=== Provided data ===
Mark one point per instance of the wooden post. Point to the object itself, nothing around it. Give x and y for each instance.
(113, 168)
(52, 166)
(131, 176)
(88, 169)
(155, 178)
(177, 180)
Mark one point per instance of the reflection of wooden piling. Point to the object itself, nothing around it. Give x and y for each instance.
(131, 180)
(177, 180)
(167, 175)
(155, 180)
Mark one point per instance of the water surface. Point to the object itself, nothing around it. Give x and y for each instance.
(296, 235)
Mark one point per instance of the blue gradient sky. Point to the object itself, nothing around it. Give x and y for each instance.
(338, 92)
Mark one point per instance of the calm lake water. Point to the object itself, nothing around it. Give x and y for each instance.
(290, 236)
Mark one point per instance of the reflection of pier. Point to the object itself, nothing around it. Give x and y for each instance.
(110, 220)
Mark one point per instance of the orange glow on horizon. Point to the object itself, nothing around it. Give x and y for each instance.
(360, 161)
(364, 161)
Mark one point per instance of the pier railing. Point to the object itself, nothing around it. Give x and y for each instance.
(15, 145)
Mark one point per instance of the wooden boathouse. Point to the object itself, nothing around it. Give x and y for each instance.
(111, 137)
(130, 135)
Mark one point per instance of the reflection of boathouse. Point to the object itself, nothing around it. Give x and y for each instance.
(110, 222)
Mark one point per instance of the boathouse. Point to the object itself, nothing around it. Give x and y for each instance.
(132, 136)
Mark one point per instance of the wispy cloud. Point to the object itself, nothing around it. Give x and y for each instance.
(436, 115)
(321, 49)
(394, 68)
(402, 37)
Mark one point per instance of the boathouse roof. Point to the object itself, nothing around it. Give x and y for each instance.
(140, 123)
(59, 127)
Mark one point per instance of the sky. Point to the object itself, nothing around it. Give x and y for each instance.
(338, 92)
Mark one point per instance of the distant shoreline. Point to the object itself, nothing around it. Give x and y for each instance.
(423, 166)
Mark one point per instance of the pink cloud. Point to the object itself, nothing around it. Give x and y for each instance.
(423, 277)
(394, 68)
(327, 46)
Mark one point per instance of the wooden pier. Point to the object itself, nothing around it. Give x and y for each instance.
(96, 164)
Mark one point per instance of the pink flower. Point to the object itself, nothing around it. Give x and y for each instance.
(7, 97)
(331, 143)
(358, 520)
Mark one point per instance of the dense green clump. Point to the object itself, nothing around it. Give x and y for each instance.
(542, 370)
===
#### Directions:
Copy every entry above word for word.

#### Answer to this task:
Mark one point per instance of the wooden post. Point to the object itself, nothing around it. Give x and y for each instance.
(113, 168)
(52, 166)
(131, 176)
(88, 169)
(155, 178)
(177, 180)
Mark one point per instance of the reflection of wooden piling. Point to the object itself, nothing around it. Give x and y for each instance.
(131, 180)
(177, 180)
(167, 175)
(155, 180)
Mark one point per instance of the water surface. Point to the object itself, nothing around it. Give x and y for each instance.
(296, 235)
Mark one point per instance of the blue gradient sky. Point to the object itself, nothing around it. Give x and y for each instance.
(338, 92)
Mark one point per instance of the calm lake water. Point to the object itself, nothing around it. Give x and y for each instance.
(290, 236)
Mark one point per instance of the reflection of pier. Point to the object itself, nothing around it. Give x and y for each instance.
(110, 220)
Mark one point per instance of the orange glow on horizon. Point to the object itself, nothing around it. Give x and y for each instance.
(360, 161)
(364, 161)
Mark one point per instance of the pier railing. Point to the object itself, nothing around it. Give x and y for each instance.
(15, 145)
Mark one point per instance of the wooden boathouse. Point to the object itself, nothing around it. Give x and y for each instance.
(111, 137)
(130, 135)
Mark one point per instance of the reflection of boathouse. Point to the object itself, nothing around it. Give x and y for each instance.
(110, 222)
Mark one point per instance of the boathouse. Point to the object itself, nothing around it. Give x and y for each instance.
(132, 136)
Mark one point per instance of the wispy cloud. Point to the object itself, nothing around it. Give x and y for each instance.
(436, 115)
(321, 49)
(394, 68)
(402, 37)
Mark one point per instance of the boathouse roof. Point to the object itself, nothing around it. Give x and y for each instance.
(140, 123)
(59, 127)
Mark one point per instance of the sky. Point to the object itself, nothing around it. Give x and y for each instance.
(338, 92)
Mark one point per instance of the distant shoreline. Point to the object itself, nothing around it. Give x and y for each instance.
(423, 166)
Mark one point per instance of the pink cloud. Point to the object itself, nothing around it. Give x and y for each instance.
(423, 277)
(394, 68)
(327, 46)
Mark one point per instance of the wooden pier. Point to the object itself, nothing around it. Give x and y for each instance.
(96, 164)
Mark one point per instance of the pink flower. Point to the object itself, nothing around it. Give x and y for each instance.
(7, 97)
(331, 143)
(358, 520)
Mark one point per instance of the dense green clump. Point to the object itself, nothing around it. Give x and y for each instance.
(542, 370)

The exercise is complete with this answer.